▶ **EXERCISE PROMPT**
Change "outline" to "boundary" in all the entries below and write them out again with everything else unchanged.

★ ★ ★ ★

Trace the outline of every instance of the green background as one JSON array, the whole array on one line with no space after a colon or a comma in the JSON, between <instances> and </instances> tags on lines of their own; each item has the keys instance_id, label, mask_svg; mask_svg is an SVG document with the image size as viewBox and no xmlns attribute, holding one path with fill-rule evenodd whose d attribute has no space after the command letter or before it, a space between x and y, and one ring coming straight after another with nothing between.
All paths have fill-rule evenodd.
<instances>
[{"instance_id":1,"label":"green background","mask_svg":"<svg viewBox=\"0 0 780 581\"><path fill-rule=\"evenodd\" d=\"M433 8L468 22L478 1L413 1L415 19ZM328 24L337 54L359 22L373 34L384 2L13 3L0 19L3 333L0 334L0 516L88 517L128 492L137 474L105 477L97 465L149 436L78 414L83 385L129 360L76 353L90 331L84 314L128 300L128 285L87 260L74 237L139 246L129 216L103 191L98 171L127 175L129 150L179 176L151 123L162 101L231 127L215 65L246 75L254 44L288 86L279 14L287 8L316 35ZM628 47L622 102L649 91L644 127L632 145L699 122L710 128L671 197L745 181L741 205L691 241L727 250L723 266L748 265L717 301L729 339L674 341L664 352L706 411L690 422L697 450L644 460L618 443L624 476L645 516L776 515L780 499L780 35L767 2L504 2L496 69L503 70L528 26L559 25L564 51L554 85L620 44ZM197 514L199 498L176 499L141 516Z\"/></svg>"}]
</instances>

★ ★ ★ ★

▶ **WORKED SOLUTION**
Trace the boundary of every instance of the green background as one JSON array, the whole array on one line with no space after a colon or a comma in the JSON, between <instances> and </instances> tags on lines of their own; each item has the keys instance_id, label, mask_svg; mask_svg is an SVG document with the image size as viewBox and no xmlns attribute, holding one path with fill-rule evenodd whose d attribute has no space after the command letter or before it, a space between x and y, and one ring coming straight after another with nothing between.
All paths have fill-rule evenodd.
<instances>
[{"instance_id":1,"label":"green background","mask_svg":"<svg viewBox=\"0 0 780 581\"><path fill-rule=\"evenodd\" d=\"M433 8L468 22L478 1L413 1L415 19ZM328 24L337 54L359 22L373 34L384 2L13 3L0 19L3 333L0 334L0 516L88 517L128 492L137 474L105 477L97 465L149 436L78 414L83 385L129 360L76 353L90 331L84 314L128 300L128 285L87 260L74 237L139 246L129 216L103 191L98 171L127 175L129 150L179 176L151 123L162 101L231 127L215 65L246 75L254 44L288 86L279 14L287 8L316 35ZM628 47L622 102L649 91L644 127L632 145L699 122L710 128L671 197L745 181L741 205L691 241L727 250L723 266L748 265L717 301L729 339L674 341L664 352L706 411L690 422L697 450L644 460L618 443L624 476L645 516L776 515L780 499L780 35L767 2L504 2L496 69L503 70L528 26L559 25L564 51L554 85L620 44ZM197 514L199 498L176 499L141 516Z\"/></svg>"}]
</instances>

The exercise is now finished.